» **Work task**: Determine how many lines in the records that follow hold the string "bird". Only that number should be returned.

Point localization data
--------------------

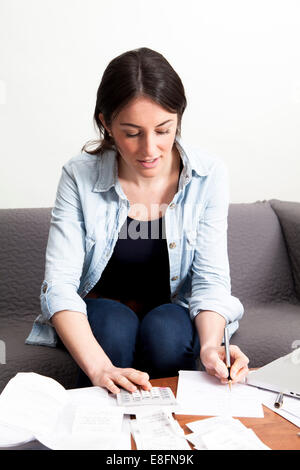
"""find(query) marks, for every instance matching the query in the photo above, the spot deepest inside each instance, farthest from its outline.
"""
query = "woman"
(137, 274)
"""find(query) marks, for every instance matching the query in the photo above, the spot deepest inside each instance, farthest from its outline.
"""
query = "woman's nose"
(148, 149)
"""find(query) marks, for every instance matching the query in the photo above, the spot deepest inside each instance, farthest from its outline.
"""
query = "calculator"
(155, 396)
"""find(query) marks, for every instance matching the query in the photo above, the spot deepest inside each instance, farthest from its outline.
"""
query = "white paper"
(32, 402)
(223, 433)
(88, 441)
(199, 393)
(89, 420)
(157, 430)
(33, 406)
(12, 436)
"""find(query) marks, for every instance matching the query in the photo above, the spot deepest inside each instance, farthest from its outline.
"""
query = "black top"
(139, 266)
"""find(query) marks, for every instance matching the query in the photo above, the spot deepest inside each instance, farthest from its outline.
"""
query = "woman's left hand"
(214, 360)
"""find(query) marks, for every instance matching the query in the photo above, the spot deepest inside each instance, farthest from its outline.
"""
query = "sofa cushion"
(289, 218)
(268, 332)
(23, 240)
(259, 262)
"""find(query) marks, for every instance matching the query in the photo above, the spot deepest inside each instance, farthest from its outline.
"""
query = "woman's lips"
(149, 164)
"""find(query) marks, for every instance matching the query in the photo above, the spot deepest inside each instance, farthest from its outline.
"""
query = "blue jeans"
(161, 343)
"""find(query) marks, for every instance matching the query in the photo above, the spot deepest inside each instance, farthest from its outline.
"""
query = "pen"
(279, 400)
(227, 353)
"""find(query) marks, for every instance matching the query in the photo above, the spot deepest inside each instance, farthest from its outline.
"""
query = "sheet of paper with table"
(201, 394)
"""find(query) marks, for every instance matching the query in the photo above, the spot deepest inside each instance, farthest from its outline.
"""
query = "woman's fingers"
(128, 379)
(139, 378)
(239, 368)
(110, 385)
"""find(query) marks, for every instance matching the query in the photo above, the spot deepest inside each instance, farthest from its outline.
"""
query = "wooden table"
(273, 430)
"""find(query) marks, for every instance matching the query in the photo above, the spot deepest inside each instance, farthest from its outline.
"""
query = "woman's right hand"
(111, 377)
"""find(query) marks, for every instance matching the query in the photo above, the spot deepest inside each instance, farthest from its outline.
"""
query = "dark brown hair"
(140, 72)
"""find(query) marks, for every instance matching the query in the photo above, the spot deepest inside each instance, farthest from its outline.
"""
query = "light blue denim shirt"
(89, 211)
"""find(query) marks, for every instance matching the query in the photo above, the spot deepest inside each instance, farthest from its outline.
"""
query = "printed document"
(199, 393)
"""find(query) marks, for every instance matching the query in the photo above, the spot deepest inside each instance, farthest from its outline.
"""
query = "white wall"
(238, 60)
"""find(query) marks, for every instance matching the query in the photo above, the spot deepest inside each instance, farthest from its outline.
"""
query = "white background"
(239, 62)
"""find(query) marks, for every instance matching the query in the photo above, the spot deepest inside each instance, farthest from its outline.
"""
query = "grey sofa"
(264, 254)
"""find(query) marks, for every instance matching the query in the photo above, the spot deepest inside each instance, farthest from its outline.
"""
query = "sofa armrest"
(288, 214)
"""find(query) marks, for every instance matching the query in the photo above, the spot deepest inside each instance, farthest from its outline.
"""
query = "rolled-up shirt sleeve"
(65, 250)
(211, 286)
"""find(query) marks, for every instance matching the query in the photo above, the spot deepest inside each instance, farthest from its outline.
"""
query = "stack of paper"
(223, 433)
(33, 406)
(201, 394)
(157, 430)
(290, 409)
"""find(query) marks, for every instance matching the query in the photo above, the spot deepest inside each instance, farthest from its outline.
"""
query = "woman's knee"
(168, 340)
(115, 327)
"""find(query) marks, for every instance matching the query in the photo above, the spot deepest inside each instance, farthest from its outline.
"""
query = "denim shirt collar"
(108, 167)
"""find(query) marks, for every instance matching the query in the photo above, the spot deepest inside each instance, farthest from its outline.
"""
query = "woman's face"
(144, 134)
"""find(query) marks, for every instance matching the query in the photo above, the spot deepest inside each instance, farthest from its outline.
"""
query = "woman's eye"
(158, 132)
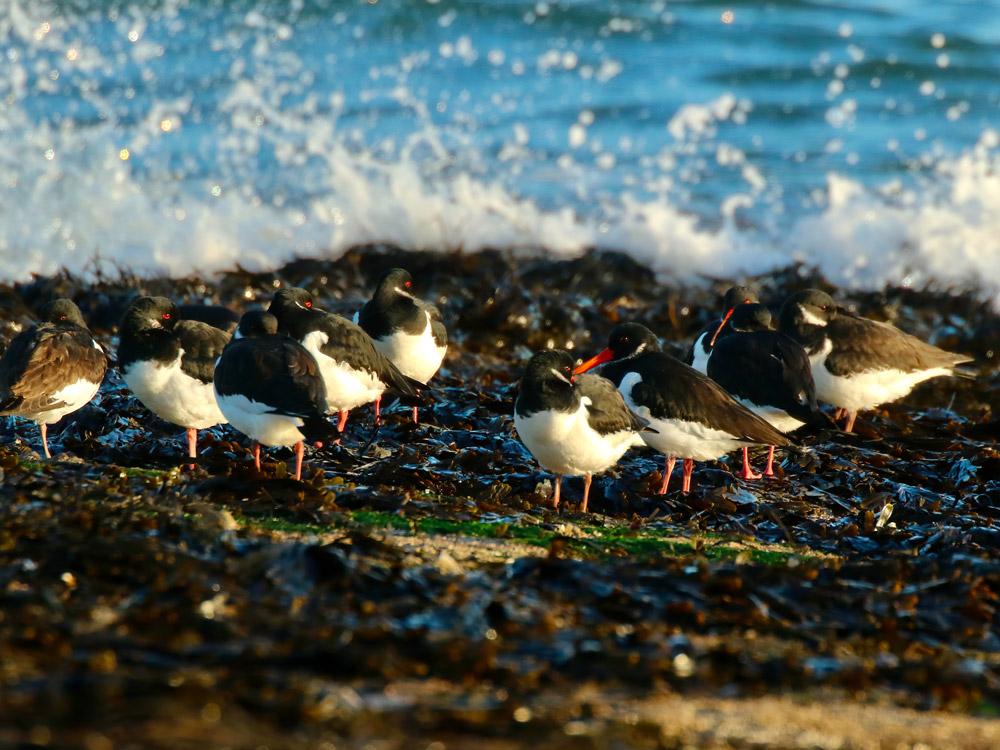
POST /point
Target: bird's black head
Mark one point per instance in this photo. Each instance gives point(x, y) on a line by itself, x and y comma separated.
point(291, 301)
point(551, 366)
point(149, 313)
point(394, 282)
point(626, 340)
point(750, 317)
point(806, 311)
point(738, 295)
point(629, 339)
point(255, 324)
point(63, 311)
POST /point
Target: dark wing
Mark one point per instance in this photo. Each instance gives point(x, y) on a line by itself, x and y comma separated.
point(275, 371)
point(767, 369)
point(216, 316)
point(42, 361)
point(862, 345)
point(672, 390)
point(348, 343)
point(607, 412)
point(710, 329)
point(373, 321)
point(202, 345)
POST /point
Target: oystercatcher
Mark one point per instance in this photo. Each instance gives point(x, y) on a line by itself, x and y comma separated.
point(694, 418)
point(168, 364)
point(859, 363)
point(572, 426)
point(51, 369)
point(766, 371)
point(354, 371)
point(405, 329)
point(703, 343)
point(269, 388)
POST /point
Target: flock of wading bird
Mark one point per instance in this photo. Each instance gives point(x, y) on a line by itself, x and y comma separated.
point(277, 375)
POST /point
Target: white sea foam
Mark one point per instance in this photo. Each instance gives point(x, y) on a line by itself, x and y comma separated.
point(124, 192)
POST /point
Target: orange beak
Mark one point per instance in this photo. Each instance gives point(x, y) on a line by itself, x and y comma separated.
point(600, 359)
point(721, 326)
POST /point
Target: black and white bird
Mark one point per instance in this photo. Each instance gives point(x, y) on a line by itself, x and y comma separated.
point(52, 369)
point(694, 418)
point(697, 357)
point(766, 371)
point(405, 329)
point(572, 425)
point(168, 364)
point(269, 388)
point(354, 371)
point(858, 363)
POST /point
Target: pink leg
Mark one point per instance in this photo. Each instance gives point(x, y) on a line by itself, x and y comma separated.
point(341, 424)
point(666, 475)
point(747, 472)
point(300, 450)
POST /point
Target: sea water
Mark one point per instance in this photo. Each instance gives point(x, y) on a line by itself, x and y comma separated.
point(707, 139)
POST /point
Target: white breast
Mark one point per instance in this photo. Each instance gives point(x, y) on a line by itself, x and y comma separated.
point(564, 443)
point(253, 420)
point(864, 390)
point(172, 394)
point(417, 357)
point(677, 437)
point(346, 387)
point(75, 396)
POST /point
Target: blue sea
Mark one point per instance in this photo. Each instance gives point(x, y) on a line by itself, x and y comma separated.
point(707, 139)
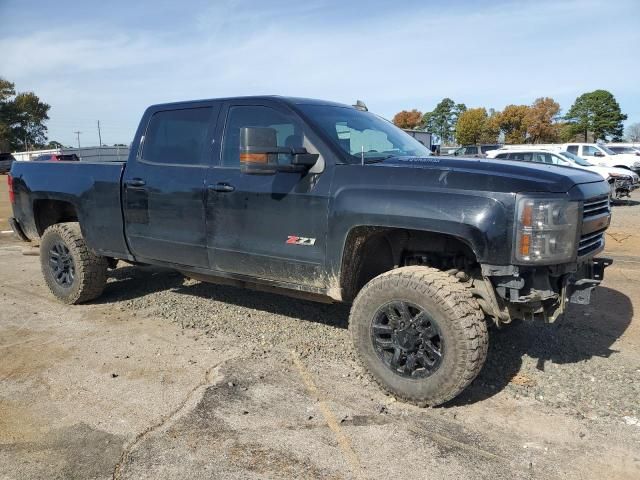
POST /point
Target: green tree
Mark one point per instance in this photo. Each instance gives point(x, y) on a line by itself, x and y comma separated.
point(512, 121)
point(442, 120)
point(7, 91)
point(22, 118)
point(633, 132)
point(471, 126)
point(598, 113)
point(540, 121)
point(491, 128)
point(407, 119)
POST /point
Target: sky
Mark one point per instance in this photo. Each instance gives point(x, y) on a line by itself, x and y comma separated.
point(108, 60)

--------------------

» **Problem solution**: 3